◆ Given problem ◆
In the post about leaving Facebook, what two things did the author delete?
— start Text section —
A little over two weeks ago I decided I’d had enough of Facebook playing me for a punk. I deleted my small Facebook account and Ditchwalk page, and as noted earlier I felt (and still feel) no loss in doing so.
This was a personal decision. It was not a business decision. Then again one of my failings as a businessman is that I don’t have one set of morals for my customers and clients*, and another set for the people I have emotional relationships with. For that reason, if I think you’re a liar or a cheat, I’m not doing business with you even if that (potentially) hurts me more than it hurts you.
What’s been interesting to me in the aftermath of that decision is that Facebook has clearly lost control of its image. In previous instances where Facebook reneged on promises or otherwise sold out its own users, everyone (included the abused users) was eager to help Facebook recover its cachet. Now, however, I don’t see anyone coming to Facebook’s defense. In fact, there seems to be a growing trend toward stating the obvious:
Over the past month, Mark Zuckerberg, the hottest new card player in town, has overplayed his hand. Facebook is officially “out,” as in uncool, amongst partners, parents and pundits all coming to the realization that Zuckerberg and his company are – simply put – not trustworthy.
That’s a fairly calm paragraph from a rant by Jason Calcanis, which may be part of a growing pop-culture reassessment of Facebook as a company and as a phenomenon. When you’re at the top, there’s often nowhere to go but down — and plenty of people who would like to see you head that way.
I don’t know anything about Calcanis or the veracity of his views, but the very fact that he A) wrote such an evisceration and B) had so much Facebook-supplied ammunition to do it with is not a good sign for Facebook. I have serious questions about everything from Facebook’s ethical stance to its code base, but Calcanis pulls back the curtain and points directly at Facebook’s founder, Mark Zuckerberg:
Last year, when I realized that Zuckerberg was an amoral, Asperger’s-like entrepreneur, I told Zynga CEO Mark Pincus that Zuckerberg would try and slit his throat. I knew this because I watched Zuckerberg screw over his users again and again in terms of privacy, and I heard about the stories of him screwing over his former employers at ConnectU and his early partners at Facebook.
— end Text section —
— start Supplied information —
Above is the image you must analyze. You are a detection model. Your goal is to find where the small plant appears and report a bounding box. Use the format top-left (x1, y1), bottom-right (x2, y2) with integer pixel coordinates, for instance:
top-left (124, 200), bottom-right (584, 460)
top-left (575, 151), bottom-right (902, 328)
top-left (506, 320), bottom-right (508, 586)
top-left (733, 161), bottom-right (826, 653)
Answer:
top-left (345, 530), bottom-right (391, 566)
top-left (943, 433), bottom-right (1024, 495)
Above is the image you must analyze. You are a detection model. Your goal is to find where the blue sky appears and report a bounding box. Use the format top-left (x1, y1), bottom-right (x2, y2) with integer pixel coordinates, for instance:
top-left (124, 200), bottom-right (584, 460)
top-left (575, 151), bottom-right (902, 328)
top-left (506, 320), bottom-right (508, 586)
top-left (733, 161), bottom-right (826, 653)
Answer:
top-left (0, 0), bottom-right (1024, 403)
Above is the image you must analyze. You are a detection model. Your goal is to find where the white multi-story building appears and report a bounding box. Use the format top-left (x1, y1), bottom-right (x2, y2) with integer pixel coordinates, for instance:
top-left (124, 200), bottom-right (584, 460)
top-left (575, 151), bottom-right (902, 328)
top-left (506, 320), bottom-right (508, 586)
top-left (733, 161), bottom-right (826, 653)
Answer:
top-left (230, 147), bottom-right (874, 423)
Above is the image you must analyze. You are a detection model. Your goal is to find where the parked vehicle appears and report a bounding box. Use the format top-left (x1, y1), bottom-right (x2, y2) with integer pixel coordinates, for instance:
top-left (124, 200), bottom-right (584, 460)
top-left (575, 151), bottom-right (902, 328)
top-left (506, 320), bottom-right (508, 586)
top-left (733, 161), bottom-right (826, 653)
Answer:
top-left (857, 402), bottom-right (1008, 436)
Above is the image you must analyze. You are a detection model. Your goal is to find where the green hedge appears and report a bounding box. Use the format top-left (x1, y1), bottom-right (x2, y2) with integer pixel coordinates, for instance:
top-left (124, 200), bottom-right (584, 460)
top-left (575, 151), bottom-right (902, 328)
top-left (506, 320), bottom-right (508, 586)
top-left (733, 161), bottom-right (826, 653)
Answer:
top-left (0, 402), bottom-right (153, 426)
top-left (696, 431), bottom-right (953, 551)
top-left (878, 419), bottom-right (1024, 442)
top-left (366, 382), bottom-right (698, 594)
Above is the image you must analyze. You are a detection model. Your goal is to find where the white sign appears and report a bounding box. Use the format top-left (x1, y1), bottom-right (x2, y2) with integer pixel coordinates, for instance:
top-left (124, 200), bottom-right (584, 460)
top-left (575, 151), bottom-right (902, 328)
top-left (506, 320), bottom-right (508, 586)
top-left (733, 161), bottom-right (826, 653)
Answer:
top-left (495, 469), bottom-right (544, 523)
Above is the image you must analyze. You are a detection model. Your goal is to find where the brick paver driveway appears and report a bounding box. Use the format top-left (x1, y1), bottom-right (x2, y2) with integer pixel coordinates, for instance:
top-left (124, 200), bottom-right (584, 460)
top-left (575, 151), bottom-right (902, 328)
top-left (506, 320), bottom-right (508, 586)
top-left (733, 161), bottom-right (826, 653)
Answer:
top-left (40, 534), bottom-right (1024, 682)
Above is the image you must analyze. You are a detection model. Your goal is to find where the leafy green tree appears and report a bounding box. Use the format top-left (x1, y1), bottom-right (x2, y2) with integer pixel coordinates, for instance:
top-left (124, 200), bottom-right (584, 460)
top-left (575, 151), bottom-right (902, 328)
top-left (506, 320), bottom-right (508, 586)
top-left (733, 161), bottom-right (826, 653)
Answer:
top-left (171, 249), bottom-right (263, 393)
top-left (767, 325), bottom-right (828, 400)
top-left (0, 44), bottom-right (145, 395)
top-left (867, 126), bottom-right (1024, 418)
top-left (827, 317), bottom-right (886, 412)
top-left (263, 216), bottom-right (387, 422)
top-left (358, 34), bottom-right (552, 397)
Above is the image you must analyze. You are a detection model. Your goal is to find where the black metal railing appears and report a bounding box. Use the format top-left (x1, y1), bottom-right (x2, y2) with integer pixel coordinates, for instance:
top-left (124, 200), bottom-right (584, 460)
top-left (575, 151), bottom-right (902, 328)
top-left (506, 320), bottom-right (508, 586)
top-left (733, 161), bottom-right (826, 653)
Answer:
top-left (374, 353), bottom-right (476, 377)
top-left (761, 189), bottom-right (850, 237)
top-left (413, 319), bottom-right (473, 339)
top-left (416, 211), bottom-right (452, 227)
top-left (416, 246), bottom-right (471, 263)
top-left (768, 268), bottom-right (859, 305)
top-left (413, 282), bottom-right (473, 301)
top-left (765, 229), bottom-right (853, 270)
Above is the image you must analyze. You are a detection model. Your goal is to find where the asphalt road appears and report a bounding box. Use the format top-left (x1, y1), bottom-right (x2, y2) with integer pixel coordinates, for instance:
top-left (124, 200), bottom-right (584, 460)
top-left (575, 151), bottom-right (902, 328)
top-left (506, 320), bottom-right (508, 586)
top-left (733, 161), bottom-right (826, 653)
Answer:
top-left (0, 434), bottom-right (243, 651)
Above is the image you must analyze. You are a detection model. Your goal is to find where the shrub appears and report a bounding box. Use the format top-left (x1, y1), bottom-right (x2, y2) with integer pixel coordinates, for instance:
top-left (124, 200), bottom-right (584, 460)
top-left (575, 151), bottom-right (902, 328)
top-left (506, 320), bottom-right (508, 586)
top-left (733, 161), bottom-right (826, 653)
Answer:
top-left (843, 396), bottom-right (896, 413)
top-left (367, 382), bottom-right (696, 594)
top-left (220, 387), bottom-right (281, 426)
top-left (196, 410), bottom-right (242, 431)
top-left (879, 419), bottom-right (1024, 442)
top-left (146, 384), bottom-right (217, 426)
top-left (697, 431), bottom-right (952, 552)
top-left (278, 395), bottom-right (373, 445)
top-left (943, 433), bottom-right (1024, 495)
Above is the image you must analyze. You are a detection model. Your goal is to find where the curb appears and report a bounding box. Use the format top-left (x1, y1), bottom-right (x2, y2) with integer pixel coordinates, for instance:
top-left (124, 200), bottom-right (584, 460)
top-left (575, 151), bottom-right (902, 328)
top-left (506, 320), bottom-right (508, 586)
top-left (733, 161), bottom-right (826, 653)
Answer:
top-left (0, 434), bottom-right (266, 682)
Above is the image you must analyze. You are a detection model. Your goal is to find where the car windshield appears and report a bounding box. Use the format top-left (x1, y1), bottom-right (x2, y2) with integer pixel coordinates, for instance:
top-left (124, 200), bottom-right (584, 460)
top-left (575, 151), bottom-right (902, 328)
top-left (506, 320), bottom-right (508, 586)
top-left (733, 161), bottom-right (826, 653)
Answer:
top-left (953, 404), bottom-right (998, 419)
— end Supplied information —
◆ Full response ◆
A small Facebook account and the Ditchwalk page.